_Task requirements_:
Once the line with "Target: yellow wall padding strip" is found in the data, output it and each following line exactly, up to and including the line with "Target: outfield wall", and nothing before or after.

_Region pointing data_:

----------

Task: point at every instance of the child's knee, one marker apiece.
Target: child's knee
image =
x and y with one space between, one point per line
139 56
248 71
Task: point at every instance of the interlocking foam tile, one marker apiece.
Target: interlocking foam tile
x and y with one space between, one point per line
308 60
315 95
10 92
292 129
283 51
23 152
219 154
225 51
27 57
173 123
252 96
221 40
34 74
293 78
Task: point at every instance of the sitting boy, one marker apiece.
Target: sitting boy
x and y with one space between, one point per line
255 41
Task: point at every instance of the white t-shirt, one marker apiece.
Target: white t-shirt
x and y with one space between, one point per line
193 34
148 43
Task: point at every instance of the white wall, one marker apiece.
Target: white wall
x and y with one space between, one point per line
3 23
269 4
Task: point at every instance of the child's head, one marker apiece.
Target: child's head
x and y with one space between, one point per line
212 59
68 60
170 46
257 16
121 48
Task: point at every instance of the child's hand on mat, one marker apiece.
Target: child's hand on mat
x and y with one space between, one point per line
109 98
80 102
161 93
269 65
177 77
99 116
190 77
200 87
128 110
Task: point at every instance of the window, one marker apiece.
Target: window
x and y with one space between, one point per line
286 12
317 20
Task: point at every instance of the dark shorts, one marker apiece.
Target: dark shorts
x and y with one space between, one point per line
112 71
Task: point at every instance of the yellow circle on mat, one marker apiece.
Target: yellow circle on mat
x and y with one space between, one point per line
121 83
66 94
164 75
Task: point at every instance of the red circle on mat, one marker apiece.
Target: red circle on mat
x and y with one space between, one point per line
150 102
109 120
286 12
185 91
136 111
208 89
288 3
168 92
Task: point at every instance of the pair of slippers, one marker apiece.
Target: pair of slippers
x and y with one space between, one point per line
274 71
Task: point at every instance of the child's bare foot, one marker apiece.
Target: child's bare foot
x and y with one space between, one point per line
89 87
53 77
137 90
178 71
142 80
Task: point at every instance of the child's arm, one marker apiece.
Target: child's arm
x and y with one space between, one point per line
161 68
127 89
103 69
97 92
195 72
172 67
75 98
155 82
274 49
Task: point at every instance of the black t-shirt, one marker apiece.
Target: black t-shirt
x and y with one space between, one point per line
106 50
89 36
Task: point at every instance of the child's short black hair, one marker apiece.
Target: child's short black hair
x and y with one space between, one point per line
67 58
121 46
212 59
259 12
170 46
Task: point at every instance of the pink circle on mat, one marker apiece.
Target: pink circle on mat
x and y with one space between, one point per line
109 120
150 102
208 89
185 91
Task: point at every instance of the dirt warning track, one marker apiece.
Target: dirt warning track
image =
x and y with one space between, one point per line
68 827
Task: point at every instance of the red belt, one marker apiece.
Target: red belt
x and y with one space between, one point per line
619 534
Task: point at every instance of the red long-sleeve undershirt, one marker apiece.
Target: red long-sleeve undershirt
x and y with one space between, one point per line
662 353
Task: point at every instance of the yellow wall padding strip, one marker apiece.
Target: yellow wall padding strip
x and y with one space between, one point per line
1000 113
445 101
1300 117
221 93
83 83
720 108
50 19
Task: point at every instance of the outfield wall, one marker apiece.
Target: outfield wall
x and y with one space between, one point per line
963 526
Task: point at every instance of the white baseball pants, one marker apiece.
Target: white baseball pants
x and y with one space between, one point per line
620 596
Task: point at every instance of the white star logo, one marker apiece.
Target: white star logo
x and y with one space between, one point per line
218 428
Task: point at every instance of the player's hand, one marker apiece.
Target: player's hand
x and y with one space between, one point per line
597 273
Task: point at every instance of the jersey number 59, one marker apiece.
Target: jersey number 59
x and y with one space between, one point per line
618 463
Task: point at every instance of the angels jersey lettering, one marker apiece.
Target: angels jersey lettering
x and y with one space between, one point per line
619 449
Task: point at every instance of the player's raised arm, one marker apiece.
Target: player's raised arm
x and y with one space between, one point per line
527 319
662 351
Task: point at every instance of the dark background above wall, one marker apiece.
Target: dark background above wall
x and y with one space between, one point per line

----------

_Task response_:
Target: yellow wall padding strip
x and y with one space between, one point per line
1000 113
445 101
1300 117
221 93
83 83
720 108
50 19
Task: point at every instance of the outfield wall, one marker apiece.
Target: outfield wall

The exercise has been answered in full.